Request:
Reproduce the part of the material that opens with its first line and closes with the line containing "point(1074, 68)", requests included, and shift each answer coordinate by adding 129 to every number in it.

[Coordinate annotation entries]
━━━━━━━━━━━━━━━━━━━━━━━━━━━━━━

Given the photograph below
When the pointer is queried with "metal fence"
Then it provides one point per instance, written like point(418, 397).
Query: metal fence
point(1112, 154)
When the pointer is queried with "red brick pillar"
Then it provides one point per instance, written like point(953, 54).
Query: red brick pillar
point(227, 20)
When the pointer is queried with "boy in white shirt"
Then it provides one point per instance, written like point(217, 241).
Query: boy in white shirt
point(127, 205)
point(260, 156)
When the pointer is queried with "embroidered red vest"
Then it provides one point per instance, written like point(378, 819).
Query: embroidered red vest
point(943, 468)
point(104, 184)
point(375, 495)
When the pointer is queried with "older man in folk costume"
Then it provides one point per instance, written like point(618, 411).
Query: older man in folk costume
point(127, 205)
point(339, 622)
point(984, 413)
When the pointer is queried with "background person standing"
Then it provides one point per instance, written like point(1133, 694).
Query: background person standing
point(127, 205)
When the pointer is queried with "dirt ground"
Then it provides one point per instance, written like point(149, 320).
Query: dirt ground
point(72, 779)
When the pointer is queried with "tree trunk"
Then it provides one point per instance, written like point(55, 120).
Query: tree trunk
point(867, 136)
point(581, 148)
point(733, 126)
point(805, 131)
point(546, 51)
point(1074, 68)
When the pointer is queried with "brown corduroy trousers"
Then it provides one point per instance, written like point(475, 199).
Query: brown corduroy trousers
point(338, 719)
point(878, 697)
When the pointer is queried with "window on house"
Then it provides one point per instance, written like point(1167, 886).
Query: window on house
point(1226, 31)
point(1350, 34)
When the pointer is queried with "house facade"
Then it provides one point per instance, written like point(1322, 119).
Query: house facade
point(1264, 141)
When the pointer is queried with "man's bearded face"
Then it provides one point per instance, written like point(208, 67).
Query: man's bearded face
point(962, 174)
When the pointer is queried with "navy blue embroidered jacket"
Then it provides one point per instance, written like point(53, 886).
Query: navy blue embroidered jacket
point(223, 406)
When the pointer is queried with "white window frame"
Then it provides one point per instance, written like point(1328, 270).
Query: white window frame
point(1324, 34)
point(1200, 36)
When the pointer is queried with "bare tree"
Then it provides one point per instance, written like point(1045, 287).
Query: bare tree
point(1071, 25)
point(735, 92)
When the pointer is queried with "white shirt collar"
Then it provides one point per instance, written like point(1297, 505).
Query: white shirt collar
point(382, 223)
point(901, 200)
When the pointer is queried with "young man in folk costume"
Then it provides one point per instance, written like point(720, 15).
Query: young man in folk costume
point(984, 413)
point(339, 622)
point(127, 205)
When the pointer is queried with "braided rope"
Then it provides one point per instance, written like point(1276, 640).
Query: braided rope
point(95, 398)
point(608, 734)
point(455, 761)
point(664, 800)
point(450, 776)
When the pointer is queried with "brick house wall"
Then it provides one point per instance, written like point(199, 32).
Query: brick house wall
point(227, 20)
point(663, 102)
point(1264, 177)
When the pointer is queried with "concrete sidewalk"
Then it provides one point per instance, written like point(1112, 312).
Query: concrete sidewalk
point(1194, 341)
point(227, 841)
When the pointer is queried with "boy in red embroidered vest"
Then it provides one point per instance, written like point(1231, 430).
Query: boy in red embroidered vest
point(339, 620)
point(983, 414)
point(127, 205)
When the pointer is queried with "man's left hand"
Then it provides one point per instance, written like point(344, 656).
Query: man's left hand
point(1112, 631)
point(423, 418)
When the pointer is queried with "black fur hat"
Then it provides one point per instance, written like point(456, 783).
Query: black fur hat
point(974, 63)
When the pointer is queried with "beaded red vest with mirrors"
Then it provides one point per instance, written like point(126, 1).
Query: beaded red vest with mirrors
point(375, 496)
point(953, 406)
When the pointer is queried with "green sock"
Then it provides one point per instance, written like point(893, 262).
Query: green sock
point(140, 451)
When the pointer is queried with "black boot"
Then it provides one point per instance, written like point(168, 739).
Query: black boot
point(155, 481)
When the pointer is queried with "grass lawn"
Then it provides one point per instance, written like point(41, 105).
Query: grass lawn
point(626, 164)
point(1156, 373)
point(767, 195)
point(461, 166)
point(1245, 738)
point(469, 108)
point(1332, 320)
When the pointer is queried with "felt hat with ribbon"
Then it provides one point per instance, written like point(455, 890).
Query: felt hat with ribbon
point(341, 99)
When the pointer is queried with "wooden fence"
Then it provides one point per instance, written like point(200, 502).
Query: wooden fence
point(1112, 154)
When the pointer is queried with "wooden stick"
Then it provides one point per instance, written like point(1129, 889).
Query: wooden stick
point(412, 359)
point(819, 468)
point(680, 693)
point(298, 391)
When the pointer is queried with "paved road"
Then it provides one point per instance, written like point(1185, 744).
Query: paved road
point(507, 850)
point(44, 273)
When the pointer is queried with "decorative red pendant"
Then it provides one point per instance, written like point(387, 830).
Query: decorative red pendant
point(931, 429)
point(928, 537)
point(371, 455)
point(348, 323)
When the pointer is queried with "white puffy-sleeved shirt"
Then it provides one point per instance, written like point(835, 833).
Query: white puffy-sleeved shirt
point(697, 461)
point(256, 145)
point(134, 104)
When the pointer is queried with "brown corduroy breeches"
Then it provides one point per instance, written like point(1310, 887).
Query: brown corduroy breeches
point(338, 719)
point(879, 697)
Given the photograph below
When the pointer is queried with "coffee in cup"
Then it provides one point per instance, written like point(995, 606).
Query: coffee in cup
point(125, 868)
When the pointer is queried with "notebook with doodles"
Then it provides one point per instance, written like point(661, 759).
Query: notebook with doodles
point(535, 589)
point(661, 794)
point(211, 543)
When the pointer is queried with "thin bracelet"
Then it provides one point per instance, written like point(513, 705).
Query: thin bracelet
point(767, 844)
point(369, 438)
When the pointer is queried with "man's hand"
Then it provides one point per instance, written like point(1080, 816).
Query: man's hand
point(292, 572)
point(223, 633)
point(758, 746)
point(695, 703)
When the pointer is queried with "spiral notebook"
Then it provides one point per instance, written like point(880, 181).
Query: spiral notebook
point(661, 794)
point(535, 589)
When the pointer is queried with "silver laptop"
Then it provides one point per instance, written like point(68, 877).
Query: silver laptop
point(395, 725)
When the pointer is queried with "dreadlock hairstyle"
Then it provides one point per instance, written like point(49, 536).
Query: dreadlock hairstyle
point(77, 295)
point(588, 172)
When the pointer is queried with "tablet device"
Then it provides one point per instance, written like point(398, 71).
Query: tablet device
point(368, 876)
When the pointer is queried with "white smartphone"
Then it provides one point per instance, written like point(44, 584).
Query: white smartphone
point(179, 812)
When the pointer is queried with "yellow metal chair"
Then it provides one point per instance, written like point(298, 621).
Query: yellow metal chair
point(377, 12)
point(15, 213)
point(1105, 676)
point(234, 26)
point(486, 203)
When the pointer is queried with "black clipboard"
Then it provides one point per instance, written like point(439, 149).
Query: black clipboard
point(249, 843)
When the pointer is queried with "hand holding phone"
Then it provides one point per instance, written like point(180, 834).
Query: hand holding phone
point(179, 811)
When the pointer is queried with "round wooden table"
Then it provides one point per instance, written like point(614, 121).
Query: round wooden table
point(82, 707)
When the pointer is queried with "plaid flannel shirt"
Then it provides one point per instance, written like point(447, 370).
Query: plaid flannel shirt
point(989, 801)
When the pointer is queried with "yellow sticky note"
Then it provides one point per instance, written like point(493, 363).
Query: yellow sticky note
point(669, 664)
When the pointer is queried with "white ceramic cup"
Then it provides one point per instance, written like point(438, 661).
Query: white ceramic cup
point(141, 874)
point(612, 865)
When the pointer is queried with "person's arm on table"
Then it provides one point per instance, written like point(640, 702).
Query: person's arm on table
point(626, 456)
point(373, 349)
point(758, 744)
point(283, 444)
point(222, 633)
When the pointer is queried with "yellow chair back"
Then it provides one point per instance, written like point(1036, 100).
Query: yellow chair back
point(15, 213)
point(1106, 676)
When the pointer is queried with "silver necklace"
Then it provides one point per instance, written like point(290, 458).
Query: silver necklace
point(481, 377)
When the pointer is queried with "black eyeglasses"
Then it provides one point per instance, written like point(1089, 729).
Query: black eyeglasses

━━━━━━━━━━━━━━━━━━━━━━━━━━━━━━

Completed task:
Given the photograph below
When the pointer is queried with "metal fence"
Then it provides one point per instance, written like point(418, 397).
Query: metal fence
point(1241, 283)
When the pointer is queried with "red brick pillar"
Then it provides one point per instance, written like point(953, 54).
Query: red brick pillar
point(356, 149)
When the pointer is queried with "boy in white shirt"
Then it provides one point per instance, written like point(217, 241).
Query: boy in white shirt
point(256, 334)
point(389, 285)
When the pointer is queried with "embroidered red vest"
Then it provides one point per instance, written like point(378, 819).
Query: embroidered red vest
point(1072, 597)
point(233, 313)
point(504, 624)
When the pointer is queried with "older man in folk costume"
Then it provides one point per instance, written like point(618, 411).
Query: older man in folk costume
point(256, 334)
point(468, 751)
point(1113, 542)
When the pointer is queried with "background person standing"
Then it provides one point per instance, written like point(1133, 694).
Query: background person standing
point(256, 334)
When the pointer is queried with "dirt ground"
Then it provides one point per instance, written like point(149, 320).
Query: dirt ground
point(201, 908)
When the pointer is queried with "tree trunk"
Then it provides one point per instance, written like point(55, 120).
Query: tree trunk
point(996, 265)
point(710, 277)
point(862, 255)
point(934, 260)
point(675, 180)
point(1203, 197)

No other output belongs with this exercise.